**What you have to do:**
Print the listing below exactly as written.
··· Exercise material ···
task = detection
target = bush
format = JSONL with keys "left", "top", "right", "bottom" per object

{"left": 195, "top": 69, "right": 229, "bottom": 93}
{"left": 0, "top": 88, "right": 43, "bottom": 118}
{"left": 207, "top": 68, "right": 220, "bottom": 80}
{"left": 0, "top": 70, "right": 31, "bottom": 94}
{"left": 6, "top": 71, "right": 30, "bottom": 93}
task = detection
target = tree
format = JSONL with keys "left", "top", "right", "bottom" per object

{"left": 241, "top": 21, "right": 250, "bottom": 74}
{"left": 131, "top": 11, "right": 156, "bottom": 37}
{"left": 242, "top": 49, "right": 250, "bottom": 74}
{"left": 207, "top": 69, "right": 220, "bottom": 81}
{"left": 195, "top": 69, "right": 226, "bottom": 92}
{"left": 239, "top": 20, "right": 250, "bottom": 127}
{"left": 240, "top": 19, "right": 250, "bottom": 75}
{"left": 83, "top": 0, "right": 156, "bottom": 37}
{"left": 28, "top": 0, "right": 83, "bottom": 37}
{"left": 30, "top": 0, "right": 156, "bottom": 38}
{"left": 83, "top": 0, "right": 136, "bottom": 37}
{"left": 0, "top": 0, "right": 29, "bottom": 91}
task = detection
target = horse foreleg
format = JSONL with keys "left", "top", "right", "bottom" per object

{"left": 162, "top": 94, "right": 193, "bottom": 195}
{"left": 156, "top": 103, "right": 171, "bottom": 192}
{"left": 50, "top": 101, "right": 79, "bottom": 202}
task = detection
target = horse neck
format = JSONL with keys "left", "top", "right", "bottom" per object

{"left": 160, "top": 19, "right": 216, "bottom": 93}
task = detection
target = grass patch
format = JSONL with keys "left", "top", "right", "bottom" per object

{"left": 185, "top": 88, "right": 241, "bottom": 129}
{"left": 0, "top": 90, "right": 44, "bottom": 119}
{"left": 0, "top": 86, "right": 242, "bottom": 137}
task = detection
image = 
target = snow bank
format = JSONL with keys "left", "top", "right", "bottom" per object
···
**Solution for this problem:**
task = detection
target = bush
format = JSONL with keys "left", "top", "right", "bottom" per object

{"left": 195, "top": 69, "right": 229, "bottom": 93}
{"left": 0, "top": 88, "right": 43, "bottom": 118}
{"left": 207, "top": 68, "right": 220, "bottom": 80}
{"left": 0, "top": 70, "right": 31, "bottom": 94}
{"left": 6, "top": 71, "right": 30, "bottom": 93}
task = detection
target = tree
format = JSONL with keys "left", "top", "right", "bottom" per object

{"left": 241, "top": 21, "right": 250, "bottom": 74}
{"left": 131, "top": 11, "right": 156, "bottom": 37}
{"left": 242, "top": 49, "right": 250, "bottom": 74}
{"left": 207, "top": 69, "right": 220, "bottom": 81}
{"left": 195, "top": 69, "right": 226, "bottom": 92}
{"left": 239, "top": 20, "right": 250, "bottom": 127}
{"left": 240, "top": 19, "right": 250, "bottom": 75}
{"left": 83, "top": 0, "right": 156, "bottom": 37}
{"left": 28, "top": 0, "right": 83, "bottom": 37}
{"left": 30, "top": 0, "right": 156, "bottom": 38}
{"left": 83, "top": 0, "right": 136, "bottom": 37}
{"left": 0, "top": 0, "right": 29, "bottom": 91}
task = detection
target = horse foreleg
format = JSONL with keys "left", "top", "right", "bottom" per object

{"left": 162, "top": 94, "right": 193, "bottom": 195}
{"left": 156, "top": 103, "right": 171, "bottom": 192}
{"left": 50, "top": 101, "right": 79, "bottom": 202}
task = detection
target = horse neck
format = JSONL with keys "left", "top", "right", "bottom" per object

{"left": 160, "top": 19, "right": 216, "bottom": 93}
task = detection
target = grass patch
format = JSONL with keys "left", "top", "right", "bottom" per object

{"left": 185, "top": 88, "right": 241, "bottom": 129}
{"left": 0, "top": 90, "right": 44, "bottom": 119}
{"left": 0, "top": 86, "right": 242, "bottom": 137}
task = detection
image = 
target = snow bank
format = JSONL with keys "left", "top", "right", "bottom" per object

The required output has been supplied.